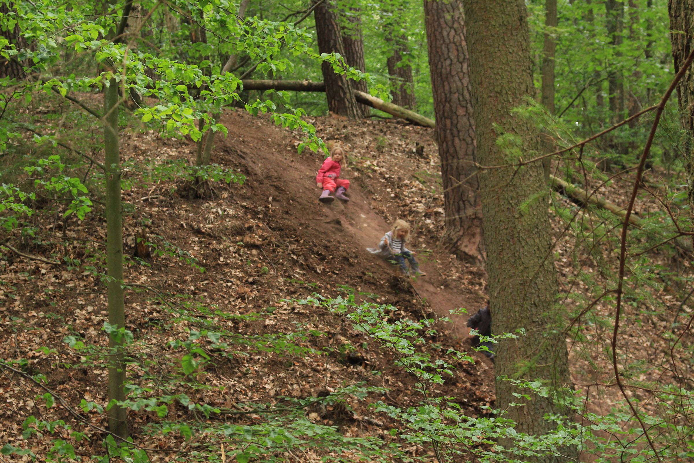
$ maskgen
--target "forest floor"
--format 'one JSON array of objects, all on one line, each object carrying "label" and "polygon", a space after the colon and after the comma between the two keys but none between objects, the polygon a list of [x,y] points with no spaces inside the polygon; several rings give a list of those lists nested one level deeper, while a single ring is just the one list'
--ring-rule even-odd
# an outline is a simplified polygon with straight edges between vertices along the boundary
[{"label": "forest floor", "polygon": [[[414,378],[402,369],[393,368],[392,355],[353,329],[344,318],[285,298],[305,298],[314,292],[326,297],[353,294],[357,301],[391,304],[398,310],[396,317],[417,319],[443,317],[459,308],[474,313],[484,305],[484,272],[458,260],[439,244],[443,209],[433,131],[395,120],[350,121],[337,117],[310,120],[320,137],[346,146],[349,155],[349,165],[341,176],[352,183],[348,192],[351,201],[325,205],[317,201],[320,192],[315,183],[323,157],[308,150],[298,155],[299,135],[273,126],[267,117],[254,117],[242,110],[228,111],[223,121],[228,134],[226,139],[218,139],[212,161],[244,174],[244,185],[214,185],[212,197],[206,199],[187,197],[183,185],[173,181],[153,185],[134,182],[124,192],[124,201],[130,205],[124,221],[125,253],[133,255],[136,235],[143,230],[158,246],[153,248],[152,257],[144,261],[127,260],[125,280],[141,285],[138,288],[142,289],[126,294],[127,328],[137,338],[146,339],[152,355],[169,358],[183,355],[180,348],[169,347],[168,343],[187,339],[195,323],[169,312],[158,297],[158,292],[161,292],[187,295],[192,302],[214,308],[213,314],[218,310],[233,315],[218,314],[212,319],[220,329],[239,335],[286,334],[298,327],[319,332],[299,343],[316,351],[282,356],[239,346],[239,351],[245,349],[248,355],[232,355],[205,369],[198,376],[198,381],[220,387],[201,392],[191,399],[230,407],[272,403],[280,396],[317,397],[326,390],[364,380],[368,385],[390,390],[372,394],[367,401],[350,401],[350,411],[307,409],[307,415],[316,422],[339,426],[345,435],[391,439],[388,431],[397,423],[375,414],[368,404],[377,400],[396,407],[416,404],[420,398],[414,390]],[[125,135],[121,144],[124,160],[136,165],[194,156],[191,142],[162,140],[151,132]],[[611,188],[611,199],[625,203],[628,187],[625,183]],[[573,206],[568,201],[565,205]],[[639,207],[648,208],[648,205],[639,203]],[[378,244],[397,218],[413,225],[414,239],[409,247],[416,251],[427,273],[416,280],[400,276],[395,267],[366,250]],[[555,221],[555,230],[563,226],[558,219]],[[41,224],[41,230],[44,235],[39,237],[43,244],[25,244],[24,252],[50,260],[69,256],[81,263],[70,269],[12,253],[2,256],[0,357],[28,359],[34,371],[46,375],[49,388],[76,410],[83,399],[105,403],[105,368],[64,368],[60,362],[40,360],[44,355],[36,351],[47,346],[64,353],[64,338],[68,335],[78,336],[85,344],[103,345],[100,328],[107,314],[105,289],[88,262],[103,262],[105,222],[92,213],[81,222],[71,219],[64,228],[62,220],[51,217]],[[63,233],[65,237],[62,237]],[[573,287],[572,277],[578,272],[598,271],[584,251],[576,251],[574,242],[574,237],[566,235],[557,243],[557,267],[564,289]],[[158,249],[166,252],[158,255]],[[205,271],[192,267],[190,262]],[[577,287],[582,290],[580,285]],[[606,302],[596,305],[595,311],[609,317],[611,308]],[[638,313],[638,308],[634,310]],[[440,345],[443,351],[448,347],[468,349],[466,319],[466,316],[453,317],[452,323],[438,330],[437,335],[427,339],[423,348],[434,351]],[[657,357],[666,350],[654,333],[666,330],[668,321],[648,313],[641,320],[641,324],[625,328],[624,343],[628,344],[625,349],[634,355],[629,361],[647,355]],[[646,329],[644,325],[648,325]],[[609,382],[610,365],[601,350],[609,327],[596,329],[593,354],[585,351],[579,353],[573,348],[573,342],[567,339],[577,384]],[[604,337],[598,335],[600,332]],[[643,348],[644,346],[649,348]],[[325,355],[318,351],[331,353]],[[65,355],[78,362],[78,355]],[[454,377],[434,392],[456,397],[466,413],[480,416],[489,413],[484,407],[494,403],[493,364],[480,353],[473,355],[475,363],[460,365]],[[601,368],[606,373],[587,373]],[[371,374],[374,371],[382,374]],[[609,409],[618,398],[614,388],[598,395],[595,390],[592,394],[599,408],[604,402]],[[588,393],[591,394],[590,388]],[[0,397],[6,404],[0,409],[0,442],[28,446],[37,455],[45,454],[48,438],[35,436],[26,441],[22,436],[22,422],[30,414],[66,421],[70,416],[63,407],[46,409],[36,400],[42,394],[22,378],[0,377]],[[171,408],[168,419],[174,414],[185,419],[187,413],[185,408]],[[91,416],[94,424],[105,426],[103,415]],[[147,423],[160,419],[155,413],[131,412],[130,419],[136,439],[162,449],[160,454],[154,453],[153,461],[174,459],[169,451],[179,448],[180,439],[171,435],[169,440],[147,441],[144,430]],[[242,424],[254,419],[253,415],[234,419]],[[413,455],[431,457],[430,449],[406,448]],[[103,452],[98,444],[83,443],[76,448],[84,458]],[[296,461],[320,456],[307,452]],[[28,461],[28,457],[24,458]],[[289,461],[293,461],[291,457]]]},{"label": "forest floor", "polygon": [[[123,194],[124,202],[131,205],[124,219],[125,254],[133,255],[136,235],[144,228],[150,242],[160,250],[174,249],[176,255],[156,255],[153,249],[152,257],[144,262],[126,260],[125,280],[162,293],[188,295],[191,301],[237,316],[215,317],[220,328],[262,335],[289,333],[303,326],[323,334],[309,337],[300,345],[333,349],[328,356],[289,353],[289,368],[274,353],[234,356],[226,364],[205,369],[202,380],[198,378],[223,387],[224,392],[208,391],[192,400],[227,407],[271,403],[278,396],[315,397],[321,391],[366,380],[368,385],[385,386],[390,392],[367,401],[354,401],[353,412],[331,414],[323,410],[310,416],[325,424],[339,425],[346,435],[387,438],[396,423],[374,416],[368,403],[382,399],[397,407],[415,405],[420,399],[414,391],[415,378],[401,368],[393,368],[395,359],[389,353],[353,329],[344,318],[282,300],[304,298],[314,292],[327,297],[353,293],[357,301],[391,304],[397,308],[397,318],[442,317],[459,308],[474,313],[485,304],[484,272],[439,249],[443,197],[435,194],[440,190],[439,166],[432,131],[396,121],[355,123],[325,117],[312,122],[324,140],[348,149],[350,165],[341,176],[352,182],[349,203],[336,201],[325,205],[317,201],[320,192],[315,175],[323,157],[309,150],[297,155],[298,135],[274,126],[268,118],[230,111],[223,120],[228,135],[220,137],[212,160],[239,169],[246,176],[246,183],[229,187],[215,184],[212,198],[192,199],[180,194],[180,183],[134,182]],[[418,144],[423,146],[418,153]],[[182,140],[162,141],[151,133],[135,133],[121,138],[121,152],[124,161],[144,165],[150,160],[189,159],[194,146]],[[378,243],[396,218],[412,224],[414,240],[409,247],[416,251],[426,276],[416,280],[403,278],[396,267],[366,250]],[[12,253],[2,257],[0,357],[35,362],[35,368],[47,377],[49,387],[76,410],[83,399],[105,403],[105,368],[63,368],[59,362],[36,362],[44,355],[35,352],[42,346],[64,352],[67,335],[103,345],[99,328],[107,314],[105,288],[87,262],[103,260],[105,222],[95,213],[81,222],[71,219],[65,227],[65,239],[60,237],[62,220],[49,218],[41,228],[46,233],[44,244],[28,244],[21,248],[24,252],[58,260],[67,255],[81,259],[82,264],[70,269]],[[185,253],[189,255],[178,258]],[[186,262],[192,260],[205,271],[192,268]],[[172,323],[174,318],[158,294],[144,289],[126,293],[126,328],[136,338],[146,339],[153,355],[180,357],[180,351],[167,348],[167,343],[187,339],[194,323],[178,319]],[[435,350],[440,344],[444,351],[448,347],[468,350],[466,319],[457,316],[452,323],[437,326],[438,335],[428,339],[424,348]],[[157,323],[168,329],[157,329]],[[478,416],[489,412],[481,407],[493,404],[493,364],[480,353],[473,355],[475,363],[461,365],[452,378],[434,392],[457,397],[466,412]],[[375,370],[383,374],[370,374]],[[0,396],[6,404],[0,410],[3,423],[0,441],[45,454],[49,436],[26,441],[22,422],[37,413],[43,419],[66,421],[70,416],[60,407],[45,409],[36,399],[42,394],[22,378],[0,377]],[[175,412],[185,417],[187,412]],[[168,418],[174,413],[170,410]],[[106,424],[103,415],[93,419],[93,424]],[[146,440],[143,428],[158,419],[155,413],[144,411],[131,412],[130,419],[132,432],[141,441]],[[380,426],[384,422],[389,424]],[[166,451],[176,448],[174,439],[155,445],[163,451],[158,456],[160,458],[158,461],[174,458]],[[78,455],[83,457],[103,451],[98,447],[84,441],[76,444]],[[429,450],[411,446],[408,451],[426,455]]]}]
- - - - -
▸ **EXERCISE**
Copy out the data from its start through the line containing "--ring-rule even-odd", leaving the picture out.

▸ **FINAL ANSWER**
$ maskgen
--target "forest floor"
--format 'one JSON array of objects, all on one line, each object carrying "label" and "polygon", a space after the colon and after the comma between the two keys but none between objects, the polygon a list of [x,y] points with no spaces inside the polygon; several rings give a list of those lists nested one level deeper, while a single ring is just the one list'
--ring-rule even-odd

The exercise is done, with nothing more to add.